WHAT TO DO ▸ Begin with the line containing "For each instance of the railway" and end with the last line of the data below; return those lines exactly, and only those.

Data items:
☆ ☆ ☆
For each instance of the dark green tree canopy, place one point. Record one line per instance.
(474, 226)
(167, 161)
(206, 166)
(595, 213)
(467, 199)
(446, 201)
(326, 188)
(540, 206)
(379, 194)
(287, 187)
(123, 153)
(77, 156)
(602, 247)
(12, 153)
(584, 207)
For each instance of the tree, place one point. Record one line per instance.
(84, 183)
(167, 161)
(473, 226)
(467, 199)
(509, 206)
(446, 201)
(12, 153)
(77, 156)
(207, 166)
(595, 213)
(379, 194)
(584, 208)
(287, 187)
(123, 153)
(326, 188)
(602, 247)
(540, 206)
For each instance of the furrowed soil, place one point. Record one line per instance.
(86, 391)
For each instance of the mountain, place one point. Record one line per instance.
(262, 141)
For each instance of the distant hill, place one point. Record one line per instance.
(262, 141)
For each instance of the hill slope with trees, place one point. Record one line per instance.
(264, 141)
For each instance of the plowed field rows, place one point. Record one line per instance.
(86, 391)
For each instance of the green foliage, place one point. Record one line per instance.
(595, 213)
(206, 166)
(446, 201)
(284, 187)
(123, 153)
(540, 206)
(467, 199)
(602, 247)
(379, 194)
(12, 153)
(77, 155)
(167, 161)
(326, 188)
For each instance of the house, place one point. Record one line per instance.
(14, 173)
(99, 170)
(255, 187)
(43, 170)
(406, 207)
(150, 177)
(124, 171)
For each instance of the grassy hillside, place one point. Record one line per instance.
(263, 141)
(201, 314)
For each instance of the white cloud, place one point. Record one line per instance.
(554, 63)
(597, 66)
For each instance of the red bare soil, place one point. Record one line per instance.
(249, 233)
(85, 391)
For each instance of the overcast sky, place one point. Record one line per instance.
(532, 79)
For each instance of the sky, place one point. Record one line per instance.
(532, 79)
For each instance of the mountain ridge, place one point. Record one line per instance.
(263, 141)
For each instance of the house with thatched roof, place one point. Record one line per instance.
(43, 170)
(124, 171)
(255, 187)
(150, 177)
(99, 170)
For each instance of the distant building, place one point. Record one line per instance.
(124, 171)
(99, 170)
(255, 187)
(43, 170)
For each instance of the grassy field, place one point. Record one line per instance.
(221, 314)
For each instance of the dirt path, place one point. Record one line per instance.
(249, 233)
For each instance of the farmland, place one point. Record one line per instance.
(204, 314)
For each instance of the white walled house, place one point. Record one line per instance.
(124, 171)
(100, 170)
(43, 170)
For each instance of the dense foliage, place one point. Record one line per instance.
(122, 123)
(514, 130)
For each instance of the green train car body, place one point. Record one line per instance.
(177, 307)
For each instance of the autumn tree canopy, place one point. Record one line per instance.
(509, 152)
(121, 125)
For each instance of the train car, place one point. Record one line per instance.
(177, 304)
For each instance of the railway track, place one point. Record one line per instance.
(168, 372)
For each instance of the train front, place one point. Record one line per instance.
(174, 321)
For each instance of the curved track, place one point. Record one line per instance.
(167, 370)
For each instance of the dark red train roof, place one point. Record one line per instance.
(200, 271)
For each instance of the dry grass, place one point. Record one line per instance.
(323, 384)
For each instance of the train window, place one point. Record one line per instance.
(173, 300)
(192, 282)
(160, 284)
☆ ☆ ☆
SOLUTION FOR THIS PROBLEM ▸
For each instance of the railway track, place one point. Record one line per instance.
(168, 372)
For each instance of the train front, place one point. Record one line per instance.
(174, 321)
For each instance of the curved track, place one point. Record one line per instance.
(167, 370)
For each instance of the dark red train roof, place one point. Record one line per instance.
(200, 271)
For each instance of the dry grass, place one point. Record one line per instance.
(323, 384)
For each instance of the train window, place one point. Record one line per instance.
(173, 300)
(192, 282)
(160, 284)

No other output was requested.